> **Material for this exercise**:
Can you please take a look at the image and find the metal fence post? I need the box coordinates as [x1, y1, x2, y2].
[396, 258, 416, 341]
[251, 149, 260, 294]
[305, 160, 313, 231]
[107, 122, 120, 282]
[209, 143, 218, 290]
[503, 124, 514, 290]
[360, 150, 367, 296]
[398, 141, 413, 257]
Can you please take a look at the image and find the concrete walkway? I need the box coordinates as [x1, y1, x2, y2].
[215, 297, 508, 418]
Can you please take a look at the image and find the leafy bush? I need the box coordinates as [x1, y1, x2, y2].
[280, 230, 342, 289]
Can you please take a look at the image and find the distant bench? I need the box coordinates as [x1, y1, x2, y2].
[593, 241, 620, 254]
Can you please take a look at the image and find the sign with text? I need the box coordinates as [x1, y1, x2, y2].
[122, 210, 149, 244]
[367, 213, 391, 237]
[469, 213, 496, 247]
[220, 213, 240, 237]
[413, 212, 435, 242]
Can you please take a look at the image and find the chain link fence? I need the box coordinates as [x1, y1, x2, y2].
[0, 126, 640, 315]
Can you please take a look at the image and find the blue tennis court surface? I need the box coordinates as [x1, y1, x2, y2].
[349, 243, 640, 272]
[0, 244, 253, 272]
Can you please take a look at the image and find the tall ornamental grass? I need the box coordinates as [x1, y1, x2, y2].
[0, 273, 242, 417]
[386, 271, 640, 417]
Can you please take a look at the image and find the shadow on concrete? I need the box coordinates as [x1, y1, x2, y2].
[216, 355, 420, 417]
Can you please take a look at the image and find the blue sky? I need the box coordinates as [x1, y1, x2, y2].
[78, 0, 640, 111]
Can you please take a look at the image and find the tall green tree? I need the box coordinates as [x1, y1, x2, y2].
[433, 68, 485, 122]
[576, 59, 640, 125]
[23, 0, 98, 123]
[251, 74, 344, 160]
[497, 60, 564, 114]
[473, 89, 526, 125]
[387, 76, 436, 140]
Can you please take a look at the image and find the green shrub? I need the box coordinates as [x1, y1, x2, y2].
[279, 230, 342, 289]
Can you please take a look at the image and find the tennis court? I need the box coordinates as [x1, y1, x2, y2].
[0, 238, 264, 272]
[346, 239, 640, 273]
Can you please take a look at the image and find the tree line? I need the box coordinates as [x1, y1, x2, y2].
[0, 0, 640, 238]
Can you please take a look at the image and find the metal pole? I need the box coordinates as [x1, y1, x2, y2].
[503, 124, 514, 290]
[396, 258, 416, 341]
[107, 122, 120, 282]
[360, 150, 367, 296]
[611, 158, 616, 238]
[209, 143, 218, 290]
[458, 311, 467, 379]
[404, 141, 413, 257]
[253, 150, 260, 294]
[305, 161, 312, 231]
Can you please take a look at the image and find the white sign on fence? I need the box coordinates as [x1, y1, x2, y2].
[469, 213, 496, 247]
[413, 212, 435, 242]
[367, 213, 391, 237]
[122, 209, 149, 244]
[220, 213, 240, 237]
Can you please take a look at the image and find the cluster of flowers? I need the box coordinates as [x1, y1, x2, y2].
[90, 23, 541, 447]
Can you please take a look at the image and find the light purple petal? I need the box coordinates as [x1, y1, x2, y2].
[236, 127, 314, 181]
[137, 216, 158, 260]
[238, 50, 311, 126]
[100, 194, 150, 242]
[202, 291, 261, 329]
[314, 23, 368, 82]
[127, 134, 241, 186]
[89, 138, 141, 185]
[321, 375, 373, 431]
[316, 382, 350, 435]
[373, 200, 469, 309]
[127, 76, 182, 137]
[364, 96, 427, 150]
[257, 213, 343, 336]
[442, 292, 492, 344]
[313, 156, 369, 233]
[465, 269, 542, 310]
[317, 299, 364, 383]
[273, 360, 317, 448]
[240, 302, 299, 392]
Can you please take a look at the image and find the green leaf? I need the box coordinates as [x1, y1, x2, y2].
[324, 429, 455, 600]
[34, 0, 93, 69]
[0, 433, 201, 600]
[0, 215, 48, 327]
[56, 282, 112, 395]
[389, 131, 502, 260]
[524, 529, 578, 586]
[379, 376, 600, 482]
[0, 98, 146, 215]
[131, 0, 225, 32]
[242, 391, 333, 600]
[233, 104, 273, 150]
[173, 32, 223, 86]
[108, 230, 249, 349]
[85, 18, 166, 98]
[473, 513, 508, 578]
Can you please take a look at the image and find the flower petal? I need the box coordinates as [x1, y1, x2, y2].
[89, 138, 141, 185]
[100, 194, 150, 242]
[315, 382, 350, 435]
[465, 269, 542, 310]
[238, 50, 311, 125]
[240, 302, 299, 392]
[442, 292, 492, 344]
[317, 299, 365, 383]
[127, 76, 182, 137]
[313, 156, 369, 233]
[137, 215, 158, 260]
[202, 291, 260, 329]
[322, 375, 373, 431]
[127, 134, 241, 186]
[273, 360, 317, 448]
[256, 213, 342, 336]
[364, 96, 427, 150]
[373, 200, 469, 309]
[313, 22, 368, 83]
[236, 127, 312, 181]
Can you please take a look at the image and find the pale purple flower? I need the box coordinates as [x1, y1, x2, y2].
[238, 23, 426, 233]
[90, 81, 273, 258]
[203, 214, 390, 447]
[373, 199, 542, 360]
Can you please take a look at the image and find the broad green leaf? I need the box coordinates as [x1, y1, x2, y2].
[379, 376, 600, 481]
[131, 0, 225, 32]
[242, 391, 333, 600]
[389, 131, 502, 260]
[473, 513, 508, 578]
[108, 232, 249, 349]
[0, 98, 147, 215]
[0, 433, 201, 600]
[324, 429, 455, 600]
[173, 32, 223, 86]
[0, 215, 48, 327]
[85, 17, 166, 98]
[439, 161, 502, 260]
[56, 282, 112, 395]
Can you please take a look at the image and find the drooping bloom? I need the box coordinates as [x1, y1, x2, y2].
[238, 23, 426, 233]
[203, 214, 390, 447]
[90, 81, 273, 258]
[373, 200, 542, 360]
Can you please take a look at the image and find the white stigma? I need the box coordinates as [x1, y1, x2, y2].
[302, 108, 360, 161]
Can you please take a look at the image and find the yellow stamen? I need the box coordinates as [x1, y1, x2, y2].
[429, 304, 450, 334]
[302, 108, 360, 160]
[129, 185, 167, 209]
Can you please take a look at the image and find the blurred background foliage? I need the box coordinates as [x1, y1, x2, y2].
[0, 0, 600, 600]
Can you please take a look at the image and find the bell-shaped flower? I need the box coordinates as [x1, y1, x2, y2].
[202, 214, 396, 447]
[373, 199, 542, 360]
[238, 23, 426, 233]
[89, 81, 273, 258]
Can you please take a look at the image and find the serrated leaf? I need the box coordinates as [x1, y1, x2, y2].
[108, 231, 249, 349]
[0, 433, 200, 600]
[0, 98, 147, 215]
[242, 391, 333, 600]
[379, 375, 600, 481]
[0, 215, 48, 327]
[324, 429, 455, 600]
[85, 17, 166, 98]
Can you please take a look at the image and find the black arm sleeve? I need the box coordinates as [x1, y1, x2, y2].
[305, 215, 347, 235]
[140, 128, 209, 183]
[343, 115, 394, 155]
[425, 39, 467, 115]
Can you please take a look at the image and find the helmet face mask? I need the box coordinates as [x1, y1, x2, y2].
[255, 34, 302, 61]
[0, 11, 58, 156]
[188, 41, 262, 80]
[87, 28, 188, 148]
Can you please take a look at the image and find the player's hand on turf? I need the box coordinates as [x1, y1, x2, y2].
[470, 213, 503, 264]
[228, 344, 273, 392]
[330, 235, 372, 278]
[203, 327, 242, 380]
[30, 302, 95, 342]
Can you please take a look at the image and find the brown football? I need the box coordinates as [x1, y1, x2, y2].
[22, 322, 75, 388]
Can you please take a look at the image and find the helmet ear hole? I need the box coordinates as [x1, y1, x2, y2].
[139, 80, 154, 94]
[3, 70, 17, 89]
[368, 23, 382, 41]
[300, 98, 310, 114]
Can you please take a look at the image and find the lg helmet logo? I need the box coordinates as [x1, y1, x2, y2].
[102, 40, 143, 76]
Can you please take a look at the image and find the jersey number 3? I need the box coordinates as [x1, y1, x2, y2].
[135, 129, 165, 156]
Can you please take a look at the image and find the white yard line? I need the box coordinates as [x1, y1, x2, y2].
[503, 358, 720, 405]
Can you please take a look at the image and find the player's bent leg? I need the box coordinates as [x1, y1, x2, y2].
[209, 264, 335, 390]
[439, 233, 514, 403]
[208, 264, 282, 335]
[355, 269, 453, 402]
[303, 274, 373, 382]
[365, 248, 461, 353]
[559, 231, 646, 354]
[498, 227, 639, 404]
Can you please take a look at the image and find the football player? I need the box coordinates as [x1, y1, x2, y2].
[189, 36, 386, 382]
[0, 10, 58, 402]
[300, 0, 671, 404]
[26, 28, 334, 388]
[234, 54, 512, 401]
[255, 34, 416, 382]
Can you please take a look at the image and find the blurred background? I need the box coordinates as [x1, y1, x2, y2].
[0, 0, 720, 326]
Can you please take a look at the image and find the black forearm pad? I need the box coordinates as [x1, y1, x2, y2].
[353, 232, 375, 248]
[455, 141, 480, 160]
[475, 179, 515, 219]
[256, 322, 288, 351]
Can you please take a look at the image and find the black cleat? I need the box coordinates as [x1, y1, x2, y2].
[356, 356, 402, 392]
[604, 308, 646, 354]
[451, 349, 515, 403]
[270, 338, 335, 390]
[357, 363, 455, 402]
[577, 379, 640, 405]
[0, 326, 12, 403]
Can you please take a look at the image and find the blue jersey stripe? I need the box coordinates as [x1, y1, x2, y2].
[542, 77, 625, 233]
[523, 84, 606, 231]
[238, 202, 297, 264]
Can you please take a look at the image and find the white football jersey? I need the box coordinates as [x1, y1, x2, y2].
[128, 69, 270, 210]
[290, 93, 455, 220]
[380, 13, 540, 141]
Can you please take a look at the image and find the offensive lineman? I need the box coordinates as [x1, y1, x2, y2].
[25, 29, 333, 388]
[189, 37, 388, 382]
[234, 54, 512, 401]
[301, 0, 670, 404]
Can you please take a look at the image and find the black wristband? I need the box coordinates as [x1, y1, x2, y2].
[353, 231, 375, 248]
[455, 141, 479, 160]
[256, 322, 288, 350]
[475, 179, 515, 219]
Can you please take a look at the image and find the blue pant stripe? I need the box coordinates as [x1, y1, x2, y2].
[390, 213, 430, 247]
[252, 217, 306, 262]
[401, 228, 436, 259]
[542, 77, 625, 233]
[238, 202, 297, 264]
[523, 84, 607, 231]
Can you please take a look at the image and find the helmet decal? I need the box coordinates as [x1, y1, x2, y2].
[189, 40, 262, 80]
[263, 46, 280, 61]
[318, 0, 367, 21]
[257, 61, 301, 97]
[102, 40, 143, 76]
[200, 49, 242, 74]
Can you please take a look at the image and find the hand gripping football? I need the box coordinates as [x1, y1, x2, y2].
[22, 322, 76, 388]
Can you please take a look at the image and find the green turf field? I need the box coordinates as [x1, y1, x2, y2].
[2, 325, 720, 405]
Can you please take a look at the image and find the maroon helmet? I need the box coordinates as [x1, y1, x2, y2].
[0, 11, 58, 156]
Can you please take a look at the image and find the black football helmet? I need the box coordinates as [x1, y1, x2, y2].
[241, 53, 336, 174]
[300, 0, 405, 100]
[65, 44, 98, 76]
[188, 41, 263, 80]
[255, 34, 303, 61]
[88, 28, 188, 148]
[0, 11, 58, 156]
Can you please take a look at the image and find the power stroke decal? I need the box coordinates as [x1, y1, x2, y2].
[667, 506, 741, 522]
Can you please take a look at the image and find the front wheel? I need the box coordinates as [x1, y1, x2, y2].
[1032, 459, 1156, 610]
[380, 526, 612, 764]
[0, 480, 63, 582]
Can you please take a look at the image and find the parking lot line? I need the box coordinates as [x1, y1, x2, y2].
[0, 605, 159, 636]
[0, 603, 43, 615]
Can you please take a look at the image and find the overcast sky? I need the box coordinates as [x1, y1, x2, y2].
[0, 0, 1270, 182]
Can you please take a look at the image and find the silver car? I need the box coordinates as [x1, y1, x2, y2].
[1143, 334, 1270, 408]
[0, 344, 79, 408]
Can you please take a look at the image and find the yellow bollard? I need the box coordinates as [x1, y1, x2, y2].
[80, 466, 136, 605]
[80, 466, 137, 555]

> **Required task**:
Please start at the line that contains "find the power", go on to the end of the entries, and write those lines out again with "cloudy sky" substituted for "overcast sky". Leave everything else unchanged.

> **Task response**:
Can you please take a look at the image and find the power stroke decal? I need the box coordinates as [x1, y1, x2, y2].
[667, 506, 741, 522]
Can you please take a look at the image and find the front wheel? I need the box coordinates as [x1, y1, x2, y2].
[1032, 459, 1156, 610]
[380, 526, 612, 764]
[0, 480, 63, 582]
Can you please take a look at the image and find the parking lot line? I need the box coordinates as [x1, y1, x2, y2].
[0, 605, 159, 636]
[0, 603, 43, 615]
Can you please take a look at the image and find the cloudy sky? I need the box coordinates as [x1, y1, x2, y2].
[0, 0, 1270, 182]
Can you please take a look at the image and find the silver car? I need the box coordinates as [x1, y1, x2, y2].
[1143, 334, 1270, 408]
[0, 344, 79, 408]
Can you please take a look at the image and find the yellow bollard? I need the box coordinates as [x1, y1, x2, y2].
[80, 466, 136, 605]
[80, 466, 137, 555]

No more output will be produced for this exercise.